### DO THIS:
Render every line of the records below as a Markdown table with the columns Row and Text. Put a running row number under Row and the line under Text, and leave out blank lines.

--*--

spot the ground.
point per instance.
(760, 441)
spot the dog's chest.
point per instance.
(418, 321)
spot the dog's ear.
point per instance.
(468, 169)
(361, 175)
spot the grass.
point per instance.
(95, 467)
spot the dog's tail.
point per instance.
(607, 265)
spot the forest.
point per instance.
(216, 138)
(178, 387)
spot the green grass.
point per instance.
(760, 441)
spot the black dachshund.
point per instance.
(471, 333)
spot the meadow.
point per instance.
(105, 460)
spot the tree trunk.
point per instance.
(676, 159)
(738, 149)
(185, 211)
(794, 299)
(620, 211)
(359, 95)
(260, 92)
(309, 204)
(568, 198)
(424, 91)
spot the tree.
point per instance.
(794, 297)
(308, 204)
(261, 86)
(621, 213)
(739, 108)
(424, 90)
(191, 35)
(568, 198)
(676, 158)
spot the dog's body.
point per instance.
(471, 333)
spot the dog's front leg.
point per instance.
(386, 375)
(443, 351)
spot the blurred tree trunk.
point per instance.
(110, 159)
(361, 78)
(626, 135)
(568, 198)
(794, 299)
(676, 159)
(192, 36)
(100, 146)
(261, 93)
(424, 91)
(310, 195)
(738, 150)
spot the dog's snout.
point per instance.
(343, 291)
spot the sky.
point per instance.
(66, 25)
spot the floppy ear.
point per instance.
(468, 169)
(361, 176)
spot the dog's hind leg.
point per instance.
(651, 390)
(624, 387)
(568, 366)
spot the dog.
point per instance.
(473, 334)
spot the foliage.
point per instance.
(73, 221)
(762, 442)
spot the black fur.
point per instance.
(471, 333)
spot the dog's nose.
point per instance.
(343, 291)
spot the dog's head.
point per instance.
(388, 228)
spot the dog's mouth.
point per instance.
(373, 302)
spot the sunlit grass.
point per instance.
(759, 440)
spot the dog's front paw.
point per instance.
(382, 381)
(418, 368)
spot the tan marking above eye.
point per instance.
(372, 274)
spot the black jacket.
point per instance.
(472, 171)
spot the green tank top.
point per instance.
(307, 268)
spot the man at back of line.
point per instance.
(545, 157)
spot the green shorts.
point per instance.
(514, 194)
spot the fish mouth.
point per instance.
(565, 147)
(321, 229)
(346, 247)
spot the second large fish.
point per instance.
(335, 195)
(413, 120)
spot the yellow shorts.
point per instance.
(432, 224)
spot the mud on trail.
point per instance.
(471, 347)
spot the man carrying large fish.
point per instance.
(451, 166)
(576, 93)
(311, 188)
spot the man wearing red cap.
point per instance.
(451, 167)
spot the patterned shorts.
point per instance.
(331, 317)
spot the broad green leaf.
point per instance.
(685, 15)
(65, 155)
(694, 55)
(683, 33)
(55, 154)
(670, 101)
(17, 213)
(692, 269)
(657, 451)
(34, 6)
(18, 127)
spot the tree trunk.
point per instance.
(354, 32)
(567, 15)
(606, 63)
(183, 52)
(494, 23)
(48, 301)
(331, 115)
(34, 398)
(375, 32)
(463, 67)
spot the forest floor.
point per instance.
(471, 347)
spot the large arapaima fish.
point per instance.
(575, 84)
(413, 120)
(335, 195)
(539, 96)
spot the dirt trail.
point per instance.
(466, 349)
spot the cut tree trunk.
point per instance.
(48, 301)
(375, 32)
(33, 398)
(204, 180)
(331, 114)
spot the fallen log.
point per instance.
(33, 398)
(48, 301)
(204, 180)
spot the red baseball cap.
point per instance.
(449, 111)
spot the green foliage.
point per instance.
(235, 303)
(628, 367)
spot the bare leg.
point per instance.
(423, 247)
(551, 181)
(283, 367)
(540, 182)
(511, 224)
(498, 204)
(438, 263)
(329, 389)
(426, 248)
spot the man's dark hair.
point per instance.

--*--

### WORKED SOLUTION:
| Row | Text |
|---|---|
| 1 | spot the ground. |
| 2 | point per instance. |
| 3 | (760, 441) |
| 4 | spot the dog's chest. |
| 5 | point per instance. |
| 6 | (418, 321) |
| 7 | spot the dog's ear. |
| 8 | point per instance. |
| 9 | (468, 169) |
| 10 | (361, 175) |
| 11 | spot the grass. |
| 12 | point per instance. |
| 13 | (95, 467) |
| 14 | spot the dog's tail. |
| 15 | point per instance. |
| 16 | (607, 265) |
| 17 | spot the forest. |
| 18 | point per instance. |
| 19 | (216, 138) |
| 20 | (178, 387) |
| 21 | spot the green grass. |
| 22 | point per instance. |
| 23 | (760, 441) |
| 24 | spot the black dachshund. |
| 25 | point per instance. |
| 26 | (471, 333) |
| 27 | spot the meadow. |
| 28 | point per instance. |
| 29 | (105, 460) |
| 30 | spot the tree trunk. |
| 31 | point per instance. |
| 32 | (676, 159) |
| 33 | (738, 149) |
| 34 | (185, 211) |
| 35 | (794, 299) |
| 36 | (620, 211) |
| 37 | (359, 95) |
| 38 | (260, 92) |
| 39 | (309, 204) |
| 40 | (568, 198) |
| 41 | (424, 91) |
| 42 | spot the tree. |
| 43 | point per instance. |
| 44 | (794, 297) |
| 45 | (308, 204) |
| 46 | (261, 86) |
| 47 | (621, 213) |
| 48 | (739, 108) |
| 49 | (424, 90) |
| 50 | (191, 35) |
| 51 | (568, 198) |
| 52 | (676, 158) |
| 53 | spot the dog's body. |
| 54 | point per instance. |
| 55 | (471, 333) |
| 56 | spot the dog's front leg. |
| 57 | point per instance. |
| 58 | (386, 375) |
| 59 | (443, 351) |
| 60 | spot the blurred tree trunk. |
| 61 | point per instance. |
| 62 | (110, 159) |
| 63 | (361, 78) |
| 64 | (626, 135) |
| 65 | (568, 198) |
| 66 | (794, 299) |
| 67 | (676, 159) |
| 68 | (192, 36) |
| 69 | (100, 146) |
| 70 | (261, 93) |
| 71 | (424, 91) |
| 72 | (310, 195) |
| 73 | (738, 150) |
| 74 | spot the dog's snout. |
| 75 | point per instance. |
| 76 | (343, 291) |
| 77 | spot the sky. |
| 78 | point per instance. |
| 79 | (66, 25) |
| 80 | spot the floppy ear. |
| 81 | point per instance. |
| 82 | (468, 169) |
| 83 | (361, 176) |
| 84 | spot the dog's hind leg. |
| 85 | point per instance. |
| 86 | (651, 390) |
| 87 | (624, 387) |
| 88 | (568, 366) |
| 89 | spot the dog. |
| 90 | point per instance. |
| 91 | (473, 334) |
| 92 | spot the foliage. |
| 93 | point per instance. |
| 94 | (73, 221) |
| 95 | (762, 442) |
| 96 | spot the black fur. |
| 97 | point per instance. |
| 98 | (471, 333) |
| 99 | spot the dog's nose. |
| 100 | point per instance. |
| 101 | (343, 291) |
| 102 | spot the dog's head. |
| 103 | point per instance. |
| 104 | (388, 228) |
| 105 | spot the dog's mouth. |
| 106 | point per instance. |
| 107 | (373, 302) |
| 108 | spot the sunlit grass. |
| 109 | point per instance. |
| 110 | (759, 440) |
| 111 | spot the dog's front paw. |
| 112 | point per instance. |
| 113 | (382, 381) |
| 114 | (418, 368) |
| 115 | spot the tan marking above eye. |
| 116 | point per instance. |
| 117 | (372, 274) |
| 118 | spot the black jacket. |
| 119 | point per instance. |
| 120 | (472, 171) |
| 121 | spot the green tank top. |
| 122 | point per instance. |
| 123 | (307, 268) |
| 124 | spot the man at back of line. |
| 125 | point per instance. |
| 126 | (545, 157) |
| 127 | spot the green shorts. |
| 128 | point per instance. |
| 129 | (514, 194) |
| 130 | spot the fish mouth. |
| 131 | point per instance. |
| 132 | (565, 147) |
| 133 | (321, 229) |
| 134 | (346, 247) |
| 135 | spot the second large fish. |
| 136 | point per instance. |
| 137 | (335, 195) |
| 138 | (413, 120) |
| 139 | spot the yellow shorts. |
| 140 | point per instance. |
| 141 | (432, 224) |
| 142 | spot the mud on trail. |
| 143 | point per instance. |
| 144 | (471, 347) |
| 145 | spot the man carrying large fish. |
| 146 | point per instance. |
| 147 | (451, 166) |
| 148 | (576, 93) |
| 149 | (311, 188) |
| 150 | spot the man wearing red cap. |
| 151 | point per instance. |
| 152 | (451, 167) |
| 153 | spot the patterned shorts. |
| 154 | point per instance. |
| 155 | (331, 317) |
| 156 | spot the broad green leaf. |
| 157 | point per instance. |
| 158 | (685, 15) |
| 159 | (65, 155) |
| 160 | (694, 55) |
| 161 | (683, 33) |
| 162 | (55, 154) |
| 163 | (670, 101) |
| 164 | (17, 213) |
| 165 | (692, 269) |
| 166 | (657, 451) |
| 167 | (34, 6) |
| 168 | (18, 127) |
| 169 | spot the tree trunk. |
| 170 | point per instance. |
| 171 | (354, 32) |
| 172 | (567, 15) |
| 173 | (606, 63) |
| 174 | (183, 52) |
| 175 | (494, 23) |
| 176 | (48, 301) |
| 177 | (331, 115) |
| 178 | (34, 398) |
| 179 | (375, 32) |
| 180 | (463, 67) |
| 181 | spot the forest floor. |
| 182 | point per instance. |
| 183 | (471, 347) |
| 184 | spot the large arapaima fish. |
| 185 | point per instance. |
| 186 | (575, 84) |
| 187 | (413, 120) |
| 188 | (335, 195) |
| 189 | (539, 96) |
| 190 | spot the dirt trail. |
| 191 | point per instance. |
| 192 | (466, 349) |
| 193 | spot the cut tree trunk. |
| 194 | point per instance. |
| 195 | (48, 301) |
| 196 | (375, 32) |
| 197 | (33, 398) |
| 198 | (204, 180) |
| 199 | (331, 114) |
| 200 | spot the fallen log. |
| 201 | point per instance. |
| 202 | (33, 398) |
| 203 | (48, 301) |
| 204 | (204, 180) |
| 205 | spot the red baseball cap. |
| 206 | point per instance. |
| 207 | (449, 111) |
| 208 | spot the green foliage. |
| 209 | point per instance. |
| 210 | (235, 303) |
| 211 | (628, 367) |
| 212 | spot the bare leg. |
| 213 | point per instance. |
| 214 | (423, 247) |
| 215 | (551, 181) |
| 216 | (283, 367) |
| 217 | (540, 182) |
| 218 | (511, 224) |
| 219 | (498, 204) |
| 220 | (438, 263) |
| 221 | (329, 389) |
| 222 | (426, 248) |
| 223 | spot the man's dark hair. |
| 224 | point per instance. |